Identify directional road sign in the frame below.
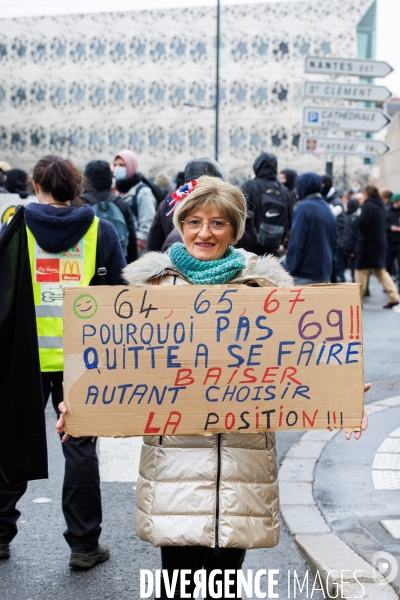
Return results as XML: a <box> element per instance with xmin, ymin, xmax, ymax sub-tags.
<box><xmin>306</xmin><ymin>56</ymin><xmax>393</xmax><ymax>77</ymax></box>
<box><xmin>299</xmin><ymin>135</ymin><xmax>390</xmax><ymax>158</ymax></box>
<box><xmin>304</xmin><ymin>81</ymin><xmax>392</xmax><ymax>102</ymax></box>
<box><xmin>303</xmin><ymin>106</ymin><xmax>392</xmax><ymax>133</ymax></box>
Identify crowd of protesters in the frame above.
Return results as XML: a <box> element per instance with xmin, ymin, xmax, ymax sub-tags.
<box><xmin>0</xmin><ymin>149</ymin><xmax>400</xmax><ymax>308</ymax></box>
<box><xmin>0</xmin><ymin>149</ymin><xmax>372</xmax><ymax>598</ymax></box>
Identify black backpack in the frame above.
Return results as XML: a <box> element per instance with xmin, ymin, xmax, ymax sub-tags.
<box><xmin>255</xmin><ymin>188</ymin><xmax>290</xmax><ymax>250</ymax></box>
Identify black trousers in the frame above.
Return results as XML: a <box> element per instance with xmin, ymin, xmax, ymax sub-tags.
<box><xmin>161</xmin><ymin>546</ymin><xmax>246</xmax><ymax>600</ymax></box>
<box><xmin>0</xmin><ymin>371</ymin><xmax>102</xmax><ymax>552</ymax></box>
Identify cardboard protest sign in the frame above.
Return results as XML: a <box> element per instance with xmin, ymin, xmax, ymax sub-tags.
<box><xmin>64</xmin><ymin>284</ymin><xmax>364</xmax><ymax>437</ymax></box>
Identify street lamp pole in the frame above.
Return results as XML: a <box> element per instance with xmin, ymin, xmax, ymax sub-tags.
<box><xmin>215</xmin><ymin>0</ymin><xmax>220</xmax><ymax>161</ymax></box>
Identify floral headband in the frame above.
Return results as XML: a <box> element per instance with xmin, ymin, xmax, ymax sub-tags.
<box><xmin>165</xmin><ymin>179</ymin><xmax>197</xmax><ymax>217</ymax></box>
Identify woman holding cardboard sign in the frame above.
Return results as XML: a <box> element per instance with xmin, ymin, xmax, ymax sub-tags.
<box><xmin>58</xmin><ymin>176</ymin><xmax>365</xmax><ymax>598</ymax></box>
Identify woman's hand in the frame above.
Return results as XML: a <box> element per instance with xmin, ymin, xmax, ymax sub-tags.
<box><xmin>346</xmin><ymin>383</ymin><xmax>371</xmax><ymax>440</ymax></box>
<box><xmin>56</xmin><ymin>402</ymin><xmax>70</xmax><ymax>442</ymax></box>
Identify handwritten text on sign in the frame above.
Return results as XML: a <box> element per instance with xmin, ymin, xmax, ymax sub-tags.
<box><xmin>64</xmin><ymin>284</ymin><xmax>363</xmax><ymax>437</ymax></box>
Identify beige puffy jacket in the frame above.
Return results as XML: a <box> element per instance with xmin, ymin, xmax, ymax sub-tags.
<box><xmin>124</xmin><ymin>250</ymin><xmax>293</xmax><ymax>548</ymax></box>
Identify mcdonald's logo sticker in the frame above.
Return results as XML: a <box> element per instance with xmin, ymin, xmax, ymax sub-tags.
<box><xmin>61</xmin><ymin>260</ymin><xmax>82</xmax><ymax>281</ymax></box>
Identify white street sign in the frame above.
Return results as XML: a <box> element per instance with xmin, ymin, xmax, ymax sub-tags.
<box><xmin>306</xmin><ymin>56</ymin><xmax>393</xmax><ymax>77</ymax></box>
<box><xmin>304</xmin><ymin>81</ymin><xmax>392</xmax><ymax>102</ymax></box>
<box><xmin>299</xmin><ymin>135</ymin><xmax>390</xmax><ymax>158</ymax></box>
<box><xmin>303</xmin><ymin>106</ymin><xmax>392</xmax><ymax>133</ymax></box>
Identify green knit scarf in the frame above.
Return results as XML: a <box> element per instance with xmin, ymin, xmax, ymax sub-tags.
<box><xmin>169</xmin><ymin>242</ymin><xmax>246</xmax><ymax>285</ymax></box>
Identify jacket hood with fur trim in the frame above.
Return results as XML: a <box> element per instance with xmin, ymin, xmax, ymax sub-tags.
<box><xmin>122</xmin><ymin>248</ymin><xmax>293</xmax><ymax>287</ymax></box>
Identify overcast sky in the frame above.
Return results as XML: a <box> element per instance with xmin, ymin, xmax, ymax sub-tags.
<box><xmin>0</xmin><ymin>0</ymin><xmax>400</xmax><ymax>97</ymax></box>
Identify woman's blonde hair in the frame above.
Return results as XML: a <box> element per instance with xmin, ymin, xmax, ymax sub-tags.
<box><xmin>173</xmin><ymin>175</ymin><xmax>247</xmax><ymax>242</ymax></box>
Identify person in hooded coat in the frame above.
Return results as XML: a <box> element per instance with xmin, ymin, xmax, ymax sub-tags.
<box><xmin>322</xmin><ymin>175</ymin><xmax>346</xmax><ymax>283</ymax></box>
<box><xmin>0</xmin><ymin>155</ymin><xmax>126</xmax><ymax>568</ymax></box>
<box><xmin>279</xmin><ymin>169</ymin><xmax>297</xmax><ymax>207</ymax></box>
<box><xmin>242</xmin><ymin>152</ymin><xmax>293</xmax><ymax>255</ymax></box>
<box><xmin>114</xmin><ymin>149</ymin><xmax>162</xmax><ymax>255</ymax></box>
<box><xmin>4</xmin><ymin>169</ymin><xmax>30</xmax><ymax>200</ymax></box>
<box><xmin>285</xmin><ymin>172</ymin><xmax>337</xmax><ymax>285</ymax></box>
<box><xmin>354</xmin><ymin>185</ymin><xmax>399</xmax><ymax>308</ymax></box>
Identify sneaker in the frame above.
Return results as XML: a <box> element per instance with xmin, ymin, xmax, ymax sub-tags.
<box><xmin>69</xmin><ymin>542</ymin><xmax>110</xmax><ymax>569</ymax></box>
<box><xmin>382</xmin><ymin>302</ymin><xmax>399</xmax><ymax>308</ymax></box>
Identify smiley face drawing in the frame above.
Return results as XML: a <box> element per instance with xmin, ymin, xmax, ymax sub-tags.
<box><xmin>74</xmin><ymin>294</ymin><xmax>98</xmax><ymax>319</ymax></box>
###
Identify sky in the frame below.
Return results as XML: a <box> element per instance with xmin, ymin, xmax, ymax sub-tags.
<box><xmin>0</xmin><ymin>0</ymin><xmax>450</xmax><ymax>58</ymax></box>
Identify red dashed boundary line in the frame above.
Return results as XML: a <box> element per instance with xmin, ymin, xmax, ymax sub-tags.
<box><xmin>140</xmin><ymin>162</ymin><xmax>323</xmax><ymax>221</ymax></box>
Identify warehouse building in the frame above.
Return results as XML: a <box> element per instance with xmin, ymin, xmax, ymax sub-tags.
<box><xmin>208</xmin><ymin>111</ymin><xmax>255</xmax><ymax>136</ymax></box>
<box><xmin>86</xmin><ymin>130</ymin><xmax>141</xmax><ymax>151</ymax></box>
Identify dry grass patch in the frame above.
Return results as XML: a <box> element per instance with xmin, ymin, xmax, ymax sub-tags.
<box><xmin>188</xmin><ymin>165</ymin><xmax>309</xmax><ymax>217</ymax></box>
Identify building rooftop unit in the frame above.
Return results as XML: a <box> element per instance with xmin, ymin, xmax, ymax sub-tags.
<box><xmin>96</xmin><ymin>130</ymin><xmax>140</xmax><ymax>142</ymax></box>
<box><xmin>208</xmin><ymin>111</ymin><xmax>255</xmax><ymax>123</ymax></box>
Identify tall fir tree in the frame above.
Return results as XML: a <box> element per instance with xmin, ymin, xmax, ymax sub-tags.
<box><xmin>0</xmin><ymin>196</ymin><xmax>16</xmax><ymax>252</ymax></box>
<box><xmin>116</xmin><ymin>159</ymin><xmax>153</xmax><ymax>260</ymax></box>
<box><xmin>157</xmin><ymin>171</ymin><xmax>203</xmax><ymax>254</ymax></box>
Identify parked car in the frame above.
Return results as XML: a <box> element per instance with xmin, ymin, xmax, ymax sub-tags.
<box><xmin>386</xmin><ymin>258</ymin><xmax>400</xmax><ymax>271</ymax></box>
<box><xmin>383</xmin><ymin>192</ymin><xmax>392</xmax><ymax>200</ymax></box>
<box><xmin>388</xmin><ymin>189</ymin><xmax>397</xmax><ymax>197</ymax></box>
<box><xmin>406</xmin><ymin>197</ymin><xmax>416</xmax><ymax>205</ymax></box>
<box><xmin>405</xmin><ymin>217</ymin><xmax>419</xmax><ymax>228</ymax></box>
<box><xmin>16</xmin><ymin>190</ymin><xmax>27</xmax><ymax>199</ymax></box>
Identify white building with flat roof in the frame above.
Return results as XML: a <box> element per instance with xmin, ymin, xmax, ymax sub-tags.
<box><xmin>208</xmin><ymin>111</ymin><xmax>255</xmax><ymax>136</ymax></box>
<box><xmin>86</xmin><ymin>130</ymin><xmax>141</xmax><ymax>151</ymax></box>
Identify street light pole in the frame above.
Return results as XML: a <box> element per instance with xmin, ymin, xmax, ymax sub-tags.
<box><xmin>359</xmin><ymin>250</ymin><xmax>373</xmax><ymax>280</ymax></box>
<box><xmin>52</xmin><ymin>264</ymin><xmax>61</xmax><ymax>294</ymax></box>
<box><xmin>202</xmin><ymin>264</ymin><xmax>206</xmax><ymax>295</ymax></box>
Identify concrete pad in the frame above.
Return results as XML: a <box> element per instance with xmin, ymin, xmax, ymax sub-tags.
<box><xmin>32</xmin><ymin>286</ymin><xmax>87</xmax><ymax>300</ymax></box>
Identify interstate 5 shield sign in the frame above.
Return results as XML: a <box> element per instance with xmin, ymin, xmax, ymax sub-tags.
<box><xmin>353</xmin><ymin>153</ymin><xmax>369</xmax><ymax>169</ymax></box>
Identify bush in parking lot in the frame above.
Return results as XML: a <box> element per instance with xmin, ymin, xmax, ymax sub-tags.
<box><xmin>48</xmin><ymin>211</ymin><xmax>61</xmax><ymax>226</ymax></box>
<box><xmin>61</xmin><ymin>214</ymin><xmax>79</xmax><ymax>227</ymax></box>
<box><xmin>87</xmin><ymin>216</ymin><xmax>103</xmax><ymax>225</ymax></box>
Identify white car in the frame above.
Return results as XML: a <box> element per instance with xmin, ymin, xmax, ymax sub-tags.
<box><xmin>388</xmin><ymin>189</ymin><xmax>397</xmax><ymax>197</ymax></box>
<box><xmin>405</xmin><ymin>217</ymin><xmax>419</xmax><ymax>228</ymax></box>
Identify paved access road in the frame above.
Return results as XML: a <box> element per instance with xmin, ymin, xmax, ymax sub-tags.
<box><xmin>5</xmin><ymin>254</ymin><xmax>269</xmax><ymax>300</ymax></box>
###
PROBLEM TO WORK ON: How many lines in the items above contain the word "below"? Reply with the number alone.

SOLUTION TO THIS TASK: 2